* WHAT IS BEING ASKED
Reproduce the entries exactly.

* Dataset excerpts
^^^^

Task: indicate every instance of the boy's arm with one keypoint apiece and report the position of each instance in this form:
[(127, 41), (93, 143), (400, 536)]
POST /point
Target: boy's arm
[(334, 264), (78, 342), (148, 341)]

^^^^

* SOLVED EXERCISE
Task: indicate every instance of the boy's arm with one keypoint apiece and report the position of each instance in this form:
[(127, 41), (93, 143), (400, 536)]
POST /point
Target: boy's arm
[(334, 264), (78, 342), (148, 341)]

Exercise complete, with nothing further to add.